> [Your instructions]:
Tally the lines in the items below that contain the word "boat", and reply with only that number.

> [Records provided]:
_ _ _ _

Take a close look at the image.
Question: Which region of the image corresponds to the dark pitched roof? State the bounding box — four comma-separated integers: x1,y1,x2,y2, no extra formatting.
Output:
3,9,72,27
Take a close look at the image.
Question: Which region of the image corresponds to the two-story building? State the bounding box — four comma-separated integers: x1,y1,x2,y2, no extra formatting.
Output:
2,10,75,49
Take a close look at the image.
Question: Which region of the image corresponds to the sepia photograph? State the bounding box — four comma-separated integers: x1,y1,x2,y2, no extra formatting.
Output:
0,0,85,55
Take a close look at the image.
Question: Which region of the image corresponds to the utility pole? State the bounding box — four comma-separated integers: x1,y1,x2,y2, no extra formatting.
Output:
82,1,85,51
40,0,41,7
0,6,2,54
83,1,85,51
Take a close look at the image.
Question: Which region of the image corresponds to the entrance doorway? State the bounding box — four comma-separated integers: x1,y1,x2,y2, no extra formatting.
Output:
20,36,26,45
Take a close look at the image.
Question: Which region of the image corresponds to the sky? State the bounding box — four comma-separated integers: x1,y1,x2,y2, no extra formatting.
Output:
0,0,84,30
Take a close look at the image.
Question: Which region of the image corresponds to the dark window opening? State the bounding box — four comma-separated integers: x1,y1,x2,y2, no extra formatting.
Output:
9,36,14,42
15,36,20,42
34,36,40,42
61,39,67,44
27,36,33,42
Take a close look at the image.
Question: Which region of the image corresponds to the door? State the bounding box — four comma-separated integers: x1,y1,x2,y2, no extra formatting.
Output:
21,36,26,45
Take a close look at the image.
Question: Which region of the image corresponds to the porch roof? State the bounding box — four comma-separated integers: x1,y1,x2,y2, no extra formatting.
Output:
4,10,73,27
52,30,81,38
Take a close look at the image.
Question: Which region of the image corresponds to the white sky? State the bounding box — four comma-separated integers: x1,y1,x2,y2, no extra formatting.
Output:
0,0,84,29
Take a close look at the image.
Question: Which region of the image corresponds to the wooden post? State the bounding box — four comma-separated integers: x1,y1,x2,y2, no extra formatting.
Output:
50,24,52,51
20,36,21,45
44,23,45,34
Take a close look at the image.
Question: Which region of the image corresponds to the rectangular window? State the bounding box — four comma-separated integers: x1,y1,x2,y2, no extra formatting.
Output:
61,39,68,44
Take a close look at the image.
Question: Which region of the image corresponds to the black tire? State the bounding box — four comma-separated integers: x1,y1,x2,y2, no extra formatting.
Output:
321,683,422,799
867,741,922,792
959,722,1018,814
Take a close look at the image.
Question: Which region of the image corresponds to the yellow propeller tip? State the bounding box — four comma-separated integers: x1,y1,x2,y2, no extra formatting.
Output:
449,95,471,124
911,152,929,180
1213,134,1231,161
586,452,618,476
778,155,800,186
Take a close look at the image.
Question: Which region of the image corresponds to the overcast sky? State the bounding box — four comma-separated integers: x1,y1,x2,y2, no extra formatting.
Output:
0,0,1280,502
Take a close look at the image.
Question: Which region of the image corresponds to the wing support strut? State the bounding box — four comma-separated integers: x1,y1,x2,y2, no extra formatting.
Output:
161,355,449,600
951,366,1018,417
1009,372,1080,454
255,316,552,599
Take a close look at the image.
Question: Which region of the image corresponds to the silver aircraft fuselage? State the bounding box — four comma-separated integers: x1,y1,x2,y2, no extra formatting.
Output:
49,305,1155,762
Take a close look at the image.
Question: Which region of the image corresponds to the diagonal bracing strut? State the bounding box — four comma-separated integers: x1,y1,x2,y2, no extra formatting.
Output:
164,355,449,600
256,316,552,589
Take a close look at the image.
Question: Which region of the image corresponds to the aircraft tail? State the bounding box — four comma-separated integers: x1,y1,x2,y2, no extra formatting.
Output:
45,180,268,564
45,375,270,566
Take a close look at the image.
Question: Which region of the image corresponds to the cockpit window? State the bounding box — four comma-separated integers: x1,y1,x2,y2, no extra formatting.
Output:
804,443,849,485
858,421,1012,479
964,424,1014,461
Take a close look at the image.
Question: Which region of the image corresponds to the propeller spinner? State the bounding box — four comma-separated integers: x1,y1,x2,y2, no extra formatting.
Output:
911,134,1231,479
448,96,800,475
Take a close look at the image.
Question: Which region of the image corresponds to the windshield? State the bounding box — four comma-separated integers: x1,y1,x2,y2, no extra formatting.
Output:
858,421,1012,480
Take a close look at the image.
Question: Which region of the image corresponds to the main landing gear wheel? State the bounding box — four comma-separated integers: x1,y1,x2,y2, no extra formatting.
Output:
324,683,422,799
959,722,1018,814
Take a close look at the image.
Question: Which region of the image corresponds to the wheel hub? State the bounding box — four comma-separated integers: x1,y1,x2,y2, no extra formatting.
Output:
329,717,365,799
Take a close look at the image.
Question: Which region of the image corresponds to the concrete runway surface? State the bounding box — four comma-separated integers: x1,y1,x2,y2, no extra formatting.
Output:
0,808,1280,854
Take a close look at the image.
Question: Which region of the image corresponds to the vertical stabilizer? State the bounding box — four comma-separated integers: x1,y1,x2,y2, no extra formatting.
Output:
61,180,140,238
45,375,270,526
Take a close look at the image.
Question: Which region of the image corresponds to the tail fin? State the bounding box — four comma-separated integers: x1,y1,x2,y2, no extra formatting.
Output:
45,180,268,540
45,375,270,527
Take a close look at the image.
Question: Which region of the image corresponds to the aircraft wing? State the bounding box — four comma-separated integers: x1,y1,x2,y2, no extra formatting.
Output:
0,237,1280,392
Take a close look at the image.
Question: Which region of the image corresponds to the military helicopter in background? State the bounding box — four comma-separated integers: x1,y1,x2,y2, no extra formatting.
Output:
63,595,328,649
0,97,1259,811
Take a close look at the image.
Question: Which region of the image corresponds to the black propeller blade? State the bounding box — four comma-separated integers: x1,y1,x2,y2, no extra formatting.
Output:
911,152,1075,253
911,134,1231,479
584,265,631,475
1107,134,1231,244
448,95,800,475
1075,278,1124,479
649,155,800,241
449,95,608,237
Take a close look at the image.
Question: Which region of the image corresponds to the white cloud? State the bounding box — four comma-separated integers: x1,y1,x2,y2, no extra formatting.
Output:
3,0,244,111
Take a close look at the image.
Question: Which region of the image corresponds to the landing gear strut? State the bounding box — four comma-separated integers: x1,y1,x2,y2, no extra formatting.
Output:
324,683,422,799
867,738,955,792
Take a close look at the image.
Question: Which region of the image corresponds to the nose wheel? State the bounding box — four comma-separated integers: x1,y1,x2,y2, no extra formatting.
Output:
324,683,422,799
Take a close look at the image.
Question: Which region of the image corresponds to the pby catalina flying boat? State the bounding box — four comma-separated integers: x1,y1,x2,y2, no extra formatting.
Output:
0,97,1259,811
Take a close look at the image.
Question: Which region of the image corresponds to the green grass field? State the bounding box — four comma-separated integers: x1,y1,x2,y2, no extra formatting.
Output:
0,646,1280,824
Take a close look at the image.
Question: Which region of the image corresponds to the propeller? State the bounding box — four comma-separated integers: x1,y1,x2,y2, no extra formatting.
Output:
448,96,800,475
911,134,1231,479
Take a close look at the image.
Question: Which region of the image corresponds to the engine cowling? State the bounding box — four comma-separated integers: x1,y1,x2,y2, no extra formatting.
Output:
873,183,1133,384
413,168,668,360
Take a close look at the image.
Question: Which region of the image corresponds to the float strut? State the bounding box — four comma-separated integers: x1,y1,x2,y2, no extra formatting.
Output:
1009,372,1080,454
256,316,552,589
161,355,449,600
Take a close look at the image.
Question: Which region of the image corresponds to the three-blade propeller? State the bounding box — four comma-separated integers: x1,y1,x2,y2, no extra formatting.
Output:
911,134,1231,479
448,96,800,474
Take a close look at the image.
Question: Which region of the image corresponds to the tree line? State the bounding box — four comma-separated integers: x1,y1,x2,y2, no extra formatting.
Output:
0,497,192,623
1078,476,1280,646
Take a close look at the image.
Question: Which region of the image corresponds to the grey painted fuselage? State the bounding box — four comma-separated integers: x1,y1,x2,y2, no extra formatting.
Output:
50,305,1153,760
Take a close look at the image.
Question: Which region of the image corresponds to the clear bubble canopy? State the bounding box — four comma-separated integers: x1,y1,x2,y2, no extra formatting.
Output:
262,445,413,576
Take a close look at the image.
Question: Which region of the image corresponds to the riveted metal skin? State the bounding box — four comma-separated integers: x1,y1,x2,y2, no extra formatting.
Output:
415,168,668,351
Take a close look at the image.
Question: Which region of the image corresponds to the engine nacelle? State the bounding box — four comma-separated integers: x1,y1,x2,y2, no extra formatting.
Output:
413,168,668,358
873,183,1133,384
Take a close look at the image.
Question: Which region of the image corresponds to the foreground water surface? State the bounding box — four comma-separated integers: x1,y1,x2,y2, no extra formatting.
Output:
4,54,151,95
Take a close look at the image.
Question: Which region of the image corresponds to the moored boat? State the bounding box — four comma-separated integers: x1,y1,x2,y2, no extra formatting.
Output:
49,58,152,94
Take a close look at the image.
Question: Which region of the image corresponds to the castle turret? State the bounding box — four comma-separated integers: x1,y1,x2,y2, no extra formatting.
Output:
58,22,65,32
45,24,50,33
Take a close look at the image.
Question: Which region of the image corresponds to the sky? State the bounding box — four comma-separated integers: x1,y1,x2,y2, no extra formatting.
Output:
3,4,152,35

_ _ _ _

> [Task solution]:
2